> What is expected
While copying the entries exactly, leave out each picture they contain.

> Provided data
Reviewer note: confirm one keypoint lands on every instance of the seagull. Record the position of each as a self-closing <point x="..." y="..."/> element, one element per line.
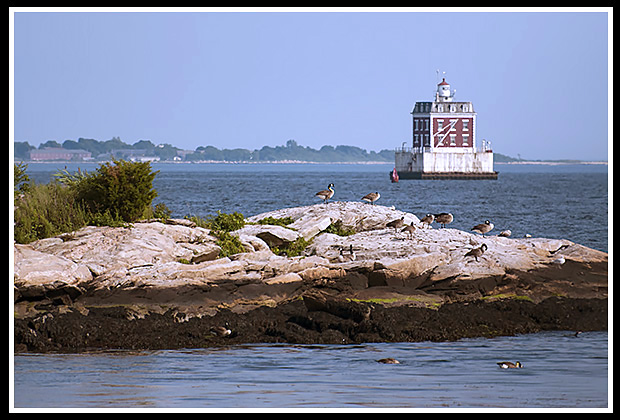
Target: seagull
<point x="326" y="194"/>
<point x="371" y="197"/>
<point x="428" y="219"/>
<point x="477" y="252"/>
<point x="444" y="218"/>
<point x="483" y="228"/>
<point x="389" y="361"/>
<point x="509" y="365"/>
<point x="409" y="228"/>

> Expected answer
Reviewer note: confirm one keypoint lands on every instance of the seagull. Record the position of each as a self-closing <point x="..." y="..."/> element, one element per line.
Target: seagull
<point x="326" y="194"/>
<point x="371" y="197"/>
<point x="428" y="219"/>
<point x="477" y="252"/>
<point x="444" y="218"/>
<point x="483" y="228"/>
<point x="389" y="361"/>
<point x="509" y="365"/>
<point x="409" y="228"/>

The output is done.